Required task
Turn the material, from the line containing "the dog's nose" through the final line, into a Markdown table with the columns Row and Content. Give each non-blank line its own numbered row.

Extracted data
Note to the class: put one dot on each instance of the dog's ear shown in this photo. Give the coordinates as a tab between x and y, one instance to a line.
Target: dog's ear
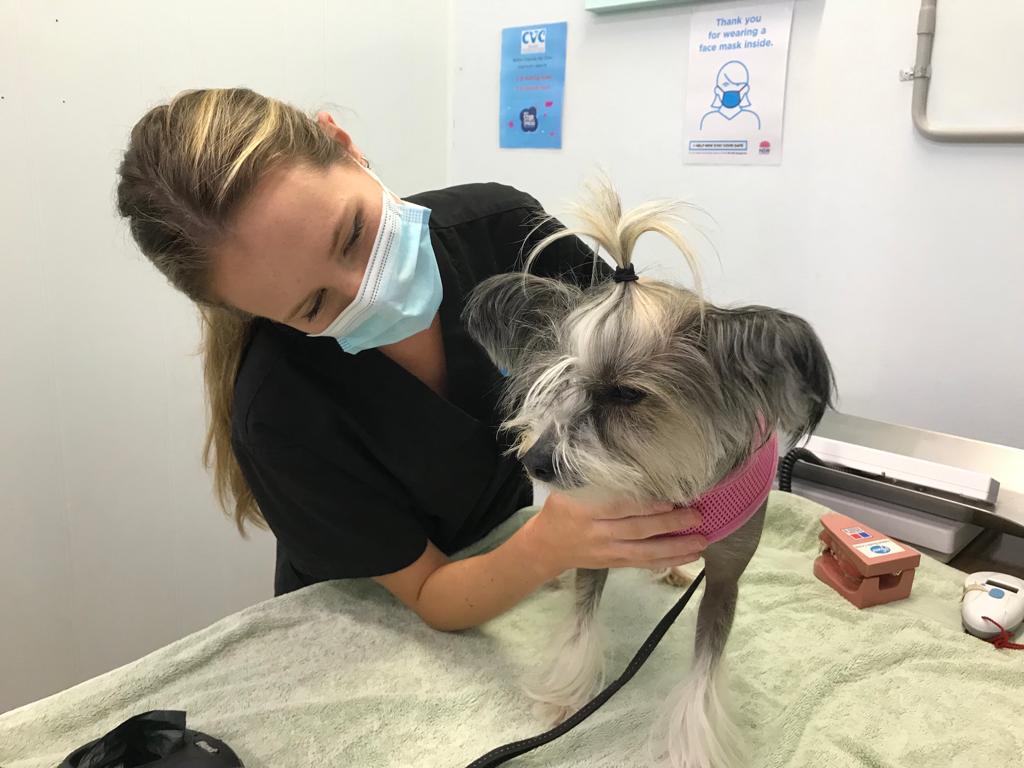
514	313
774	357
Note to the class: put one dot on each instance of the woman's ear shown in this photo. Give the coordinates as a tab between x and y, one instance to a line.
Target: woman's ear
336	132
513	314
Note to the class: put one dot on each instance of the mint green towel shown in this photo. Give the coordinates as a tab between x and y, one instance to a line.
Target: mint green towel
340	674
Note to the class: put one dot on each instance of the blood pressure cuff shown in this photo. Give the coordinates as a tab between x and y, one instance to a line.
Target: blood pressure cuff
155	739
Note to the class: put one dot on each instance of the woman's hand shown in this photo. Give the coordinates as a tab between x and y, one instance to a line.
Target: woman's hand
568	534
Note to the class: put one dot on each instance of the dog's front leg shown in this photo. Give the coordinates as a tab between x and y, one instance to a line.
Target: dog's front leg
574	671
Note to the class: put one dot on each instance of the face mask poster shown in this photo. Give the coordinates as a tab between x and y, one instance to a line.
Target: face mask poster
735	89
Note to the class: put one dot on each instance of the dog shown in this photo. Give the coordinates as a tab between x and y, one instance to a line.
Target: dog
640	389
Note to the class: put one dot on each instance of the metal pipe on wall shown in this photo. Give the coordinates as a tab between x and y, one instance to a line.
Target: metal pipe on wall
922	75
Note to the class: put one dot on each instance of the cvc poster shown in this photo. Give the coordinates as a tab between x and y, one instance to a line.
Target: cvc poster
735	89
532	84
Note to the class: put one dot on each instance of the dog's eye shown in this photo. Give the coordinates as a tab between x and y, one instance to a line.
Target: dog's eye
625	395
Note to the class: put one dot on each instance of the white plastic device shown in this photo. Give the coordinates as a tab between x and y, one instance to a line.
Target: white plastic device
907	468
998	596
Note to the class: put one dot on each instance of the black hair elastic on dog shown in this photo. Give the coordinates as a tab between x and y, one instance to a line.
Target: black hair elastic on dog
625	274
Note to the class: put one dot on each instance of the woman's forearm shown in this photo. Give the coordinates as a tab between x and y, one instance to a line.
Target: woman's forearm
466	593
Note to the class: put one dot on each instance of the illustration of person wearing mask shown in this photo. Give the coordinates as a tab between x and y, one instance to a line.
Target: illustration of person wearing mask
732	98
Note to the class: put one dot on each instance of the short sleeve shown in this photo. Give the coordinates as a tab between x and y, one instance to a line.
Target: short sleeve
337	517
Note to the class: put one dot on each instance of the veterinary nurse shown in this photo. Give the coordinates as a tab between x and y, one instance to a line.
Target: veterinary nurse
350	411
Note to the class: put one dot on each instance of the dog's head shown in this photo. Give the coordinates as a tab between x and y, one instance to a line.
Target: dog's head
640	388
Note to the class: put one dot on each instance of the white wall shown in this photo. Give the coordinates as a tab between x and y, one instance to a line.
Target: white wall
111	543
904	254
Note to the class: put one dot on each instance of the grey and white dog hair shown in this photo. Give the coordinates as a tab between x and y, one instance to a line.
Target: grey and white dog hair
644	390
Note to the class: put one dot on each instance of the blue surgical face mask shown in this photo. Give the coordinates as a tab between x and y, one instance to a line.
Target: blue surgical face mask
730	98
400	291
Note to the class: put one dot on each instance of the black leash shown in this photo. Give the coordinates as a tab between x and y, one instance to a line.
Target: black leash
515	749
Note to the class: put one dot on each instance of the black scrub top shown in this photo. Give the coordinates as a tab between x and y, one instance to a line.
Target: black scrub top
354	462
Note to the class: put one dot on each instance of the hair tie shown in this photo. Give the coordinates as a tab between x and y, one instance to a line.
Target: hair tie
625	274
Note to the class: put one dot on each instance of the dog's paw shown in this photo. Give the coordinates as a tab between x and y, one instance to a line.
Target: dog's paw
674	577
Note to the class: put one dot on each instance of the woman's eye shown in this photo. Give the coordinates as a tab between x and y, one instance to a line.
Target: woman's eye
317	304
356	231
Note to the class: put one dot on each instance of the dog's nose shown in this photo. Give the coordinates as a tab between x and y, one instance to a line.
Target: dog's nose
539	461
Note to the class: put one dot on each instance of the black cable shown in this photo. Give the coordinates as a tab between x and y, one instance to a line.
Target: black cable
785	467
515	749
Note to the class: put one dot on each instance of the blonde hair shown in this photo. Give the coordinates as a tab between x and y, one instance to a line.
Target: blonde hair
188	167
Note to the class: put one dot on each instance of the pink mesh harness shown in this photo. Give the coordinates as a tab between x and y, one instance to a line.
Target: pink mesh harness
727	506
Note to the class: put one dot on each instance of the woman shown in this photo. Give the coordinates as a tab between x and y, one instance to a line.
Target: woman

Exercise output
| Row | Content |
|---|---|
| 1 | Note to the class: put one dot on each instance of the dog's nose shown in this photo. Give the coordinates as a tab between x and y, one instance to a line. |
| 2 | Target: dog's nose |
| 3 | 539	461 |
| 4 | Note to the class: put one dot on each instance of the black cable shown in this photo. Give the coordinates as a tab between x and y, one instance to a line. |
| 5 | Target: black cable |
| 6 | 785	467 |
| 7 | 515	749 |
| 8 | Note to the class: put one dot on each instance of the blonde hair shown in this photo. Give the coordinates as a tab between x and y, one instance to a line. |
| 9 | Target: blonde hair |
| 10 | 188	167 |
| 11 | Note to the class: put one dot on each instance of the pink mesh harness shown in this photo. Give the coordinates as a tab between x and y, one instance to a line. |
| 12 | Target: pink mesh harness |
| 13 | 727	506 |
| 14 | Note to the class: put one dot on each instance of the woman shown in this photo. Give the coordinates as a tab between x and y, one instance to a line. |
| 15 | Target: woman |